▶ **EXTRACTED TEXT**:
-- Start --

As Siddharth Dasgupta sits down to speak with me about his latest book, the passion that was the driving force behind his latest collection of short stories – The Sacred Sorrow of Sparrows – Is clear as day. 

It’s a weekday afternoon and, just a few hours after arriving from Galle, the Indian poet and novelist is chatting with me at the Shangri-la Colombo’s Kaema Sutra restaurant. He was down in the picturesque seaside town for the 2018 Galle Literary Festival, where he hosted two conversations on poetry and fiction, discussing his 2017 releases – the aforementioned Sacred Sorrow of Sparrows and his poetry collection, The Wanderlust Conspiracy.

He describes the former – “a universal examination of sorrow and melancholy as expressed through an ethnic prism of characters and cities” – as a “deeply personal and cathartic project,” while the latter is more carefree “fed by travel and movement, and the sense of having lived and breathed cities which I’ve remained close to.” Both however are a means of making sense of an ever more fractious world. 

“The world is at a very strange place in time. You need to be politically aware, geopolitically aware,” he muses. “Where I live is in a pursuit and articulation of a certain beauty, a certain bliss, almost viewing a certain poetic sensuality as an antidote of what is going on at the moment.

“I’m scouring for books, I’m scouring for food with a certain sense of character. I’m hopefully engaged in conversation that lingers. Photography – black and white photography in particular. And anything again that is an antidote to the darkness.”

Fret not though, Dasgupta isn’t as morose as this write-up may possibly make him seem. He enjoys food, movies, and music, like the rest of us, and though it is his first time in Sri Lanka he has a select few friends that he enjoys his time with. He is also rather optimistic in his worldview.

Over the course of our conversation we embark on several topics, from the simple joys of discovering new and vibrant experiences, to the rise of ‘instapoets’ – the new breed of micro poetry taking over social media – to the refugee crisis in Europe. Throughout there is one overarching theme, the importance of education.

For Dasgupta, education is less about school and more about learning and understanding the human condition. The best way to do this, he suggests, is through travel. Having only recently relocated to his hometown of Pune in India – he hesitates to call it a ‘permanent’ move such is his wanderlust – travel, he believes, helps facilitate empathy in human beings. Something he decries is increasingly lacking in these troubled times where discourse veers tragically towards walls and borders.

“That is the one way to start cultivating empathy from a very young age, get them to travel. Get them to see a child their age in China, and a child their age in India, and a child their age in Sri Lanka, and a child their age in the States. And see that they’re all the same, fed by the same hopes, facing the same challenges. And maybe that can that lead to a greater understanding.

“Is there a nation that has been granted the right to escape from grief? Is there an ethnic class that will never feel sadness? I don’t think so. Surely that’s grounds for a convergence as opposed to conflict,” he ponders.

Dasgupta pines for a world in which the ‘arts’ are valued as highly as more traditional livelihoods; in such a world, he proposes, empathy might more easily blossom.

“I think there’s much to be grateful for and also there’s much to be hopeful about. I’m very passionate in the assertion that much of that hope lies in art. It lies in words. It lies in a painting. It lies in someone who’s a cultural crusader. It lies in someone who’s a historical documentarian. It lies in someone who is a poet. It lies in someone who’s an instigator of the arts. Perhaps that really needs to be the model for education in the future.

-- End --

▶ **MATERIAL SUPPLIED**:
-- Start --

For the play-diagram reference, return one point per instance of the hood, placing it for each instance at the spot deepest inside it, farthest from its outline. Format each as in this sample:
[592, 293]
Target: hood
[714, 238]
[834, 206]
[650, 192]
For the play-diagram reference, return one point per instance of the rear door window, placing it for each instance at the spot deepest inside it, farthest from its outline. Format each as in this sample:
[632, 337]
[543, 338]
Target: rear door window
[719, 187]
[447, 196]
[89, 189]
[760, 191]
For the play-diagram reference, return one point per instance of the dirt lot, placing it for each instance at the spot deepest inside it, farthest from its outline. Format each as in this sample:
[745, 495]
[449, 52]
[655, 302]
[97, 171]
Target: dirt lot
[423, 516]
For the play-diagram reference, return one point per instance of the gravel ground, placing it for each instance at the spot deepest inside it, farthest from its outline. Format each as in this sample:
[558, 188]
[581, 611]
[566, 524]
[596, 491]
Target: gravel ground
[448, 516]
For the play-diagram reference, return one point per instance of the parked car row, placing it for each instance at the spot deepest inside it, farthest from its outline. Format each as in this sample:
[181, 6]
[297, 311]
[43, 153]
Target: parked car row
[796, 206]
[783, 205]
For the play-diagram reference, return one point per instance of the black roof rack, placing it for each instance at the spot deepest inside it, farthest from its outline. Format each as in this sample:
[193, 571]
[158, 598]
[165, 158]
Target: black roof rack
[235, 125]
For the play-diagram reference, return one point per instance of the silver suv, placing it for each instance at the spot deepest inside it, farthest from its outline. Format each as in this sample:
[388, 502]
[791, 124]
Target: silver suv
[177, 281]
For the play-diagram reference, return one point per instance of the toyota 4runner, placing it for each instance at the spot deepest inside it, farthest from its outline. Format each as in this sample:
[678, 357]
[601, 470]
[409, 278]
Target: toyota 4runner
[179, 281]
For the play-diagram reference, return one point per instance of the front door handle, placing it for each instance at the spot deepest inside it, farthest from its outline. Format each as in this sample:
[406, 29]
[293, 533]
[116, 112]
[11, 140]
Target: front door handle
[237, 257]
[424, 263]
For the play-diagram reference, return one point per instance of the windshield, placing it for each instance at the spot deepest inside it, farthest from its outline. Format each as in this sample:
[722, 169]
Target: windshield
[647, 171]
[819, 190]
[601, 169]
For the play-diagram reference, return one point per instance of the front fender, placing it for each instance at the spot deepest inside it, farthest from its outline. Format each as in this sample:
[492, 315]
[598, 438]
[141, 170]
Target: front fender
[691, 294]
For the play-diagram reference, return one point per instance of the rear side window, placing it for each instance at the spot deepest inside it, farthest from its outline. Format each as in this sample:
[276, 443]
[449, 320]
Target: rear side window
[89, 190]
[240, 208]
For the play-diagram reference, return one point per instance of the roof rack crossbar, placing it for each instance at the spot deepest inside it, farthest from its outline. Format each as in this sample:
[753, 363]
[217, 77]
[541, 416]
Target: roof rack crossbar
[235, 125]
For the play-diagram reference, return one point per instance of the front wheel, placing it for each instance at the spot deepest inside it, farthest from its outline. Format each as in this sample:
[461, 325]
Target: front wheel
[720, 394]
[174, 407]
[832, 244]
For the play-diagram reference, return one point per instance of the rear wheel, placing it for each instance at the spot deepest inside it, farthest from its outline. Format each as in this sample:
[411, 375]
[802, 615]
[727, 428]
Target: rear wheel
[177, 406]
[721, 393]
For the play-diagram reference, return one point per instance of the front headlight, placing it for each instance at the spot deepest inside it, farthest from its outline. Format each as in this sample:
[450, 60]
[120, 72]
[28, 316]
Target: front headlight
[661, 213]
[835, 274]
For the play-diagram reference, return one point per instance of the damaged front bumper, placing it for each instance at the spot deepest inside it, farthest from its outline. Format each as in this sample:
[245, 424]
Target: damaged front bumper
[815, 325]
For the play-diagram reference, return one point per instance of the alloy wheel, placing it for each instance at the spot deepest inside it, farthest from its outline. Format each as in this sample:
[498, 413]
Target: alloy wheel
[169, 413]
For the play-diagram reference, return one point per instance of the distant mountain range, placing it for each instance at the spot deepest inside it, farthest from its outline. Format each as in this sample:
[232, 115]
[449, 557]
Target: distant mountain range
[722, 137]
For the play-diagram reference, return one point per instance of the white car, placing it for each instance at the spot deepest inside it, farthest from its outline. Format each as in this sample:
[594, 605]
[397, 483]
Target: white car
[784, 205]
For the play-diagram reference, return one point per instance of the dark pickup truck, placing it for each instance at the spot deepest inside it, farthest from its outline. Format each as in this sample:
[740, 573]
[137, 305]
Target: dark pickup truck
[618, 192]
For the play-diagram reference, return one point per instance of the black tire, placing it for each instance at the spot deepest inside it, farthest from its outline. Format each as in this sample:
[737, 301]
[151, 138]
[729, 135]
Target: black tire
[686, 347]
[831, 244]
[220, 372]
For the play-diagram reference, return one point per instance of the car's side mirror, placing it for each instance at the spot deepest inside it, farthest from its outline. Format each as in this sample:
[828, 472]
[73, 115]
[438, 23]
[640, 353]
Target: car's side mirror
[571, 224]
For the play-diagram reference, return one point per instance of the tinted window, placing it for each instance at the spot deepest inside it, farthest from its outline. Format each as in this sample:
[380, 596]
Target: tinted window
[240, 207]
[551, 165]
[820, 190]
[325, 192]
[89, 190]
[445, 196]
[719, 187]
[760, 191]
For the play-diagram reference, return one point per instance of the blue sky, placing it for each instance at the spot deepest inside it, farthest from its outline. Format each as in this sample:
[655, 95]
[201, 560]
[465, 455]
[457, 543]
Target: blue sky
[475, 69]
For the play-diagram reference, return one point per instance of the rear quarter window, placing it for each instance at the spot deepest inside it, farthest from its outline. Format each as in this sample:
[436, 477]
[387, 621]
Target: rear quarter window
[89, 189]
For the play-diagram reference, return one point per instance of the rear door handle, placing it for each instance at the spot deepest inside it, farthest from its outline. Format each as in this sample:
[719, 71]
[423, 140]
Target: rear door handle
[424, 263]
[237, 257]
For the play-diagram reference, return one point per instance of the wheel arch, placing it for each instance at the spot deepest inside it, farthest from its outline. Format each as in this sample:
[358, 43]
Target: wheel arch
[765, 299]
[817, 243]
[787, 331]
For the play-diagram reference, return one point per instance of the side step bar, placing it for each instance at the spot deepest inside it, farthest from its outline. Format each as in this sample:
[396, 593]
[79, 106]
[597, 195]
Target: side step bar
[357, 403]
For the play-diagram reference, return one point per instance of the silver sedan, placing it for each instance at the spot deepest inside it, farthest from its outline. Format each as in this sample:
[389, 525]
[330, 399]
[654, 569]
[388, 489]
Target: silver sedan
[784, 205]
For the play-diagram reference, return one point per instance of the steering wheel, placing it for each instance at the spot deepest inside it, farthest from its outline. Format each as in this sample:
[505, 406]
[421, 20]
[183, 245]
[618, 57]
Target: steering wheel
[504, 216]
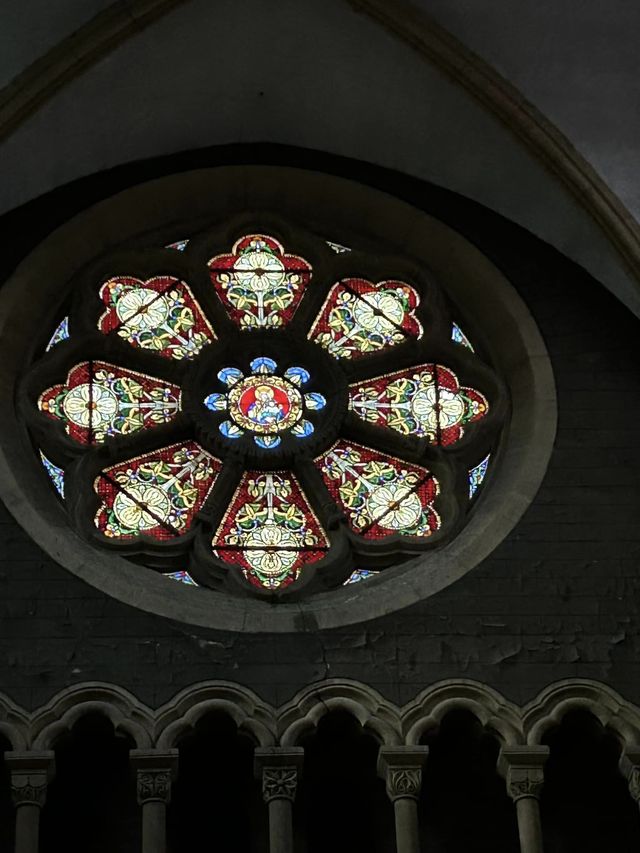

-- End --

▶ **WHAT YOU HAVE TO DO**: Continue the interview piece with Siddharth Dasgupta from its final sentence.

▶ **RESPONSE**:
“Can we channel whatever new avenues that have opened in the last few decades and feed those with people equipped to take on those roles, and not just be obsessed with a very methodological form of education, that is only very academic and completely, completely ignores a sense of human worth?”

This greater understanding of his even stretches to topics closer to his heart. Throughout our meeting I attempt to provoke a reaction – a soundbite, if you will – on something the world of poetry as a whole is divided on: micro-poetry.

“I really have a truthful belief in the notion that begrudging someone simply for being successful is a silly grudge to bear,” he responds when asked his thoughts on the popularity of those bite-sized quasi-philosophical musings that fill your feeds on Instagram and Facebook.

“Do I wish some of these people were making their living from something other than literature? Perhaps. But it’s not for me to judge, and it’s not for me to control.

“People are finding the words and the poetry and the literature that they’re comfortable with, and if they’re comfortable with micro-poetry and they’re comfortable with all of that, I mean good for them.” Unsatisfied with this response I prod him further for a soundbite, and finally he breaks – somewhat. 

“But when I do come across them I find them deeply indulgent, self-indulgent. Poetry needn’t be that; poetry needs to about oneself but then it needs to look at the world through a much larger prism as well. It can’t just be me, this is what I ate, this is why I’m crying today, this is why my heart is bleeding. That’s great if you’re 15-16 (years old) but you surely need to grow up at some point,” he needles.

This final point however is also appended by a qualifier. “Let me anchor this by saying if it’s bringing the writer a certain joy then wonderful for them. Who am I to impede them? It’s easy consumption. I wouldn’t say it’s as unhealthy as fast food or soft drinks but it is what it is and also for readers who are taking something from that, wonderful.”

And in that Dasgupta perfectly illustrates the virtues of travel and being well read; even when discussing a subject in which he so clearly has such strong convictions he remains tactful as ever, something which we could all strive for a bit more in our lives.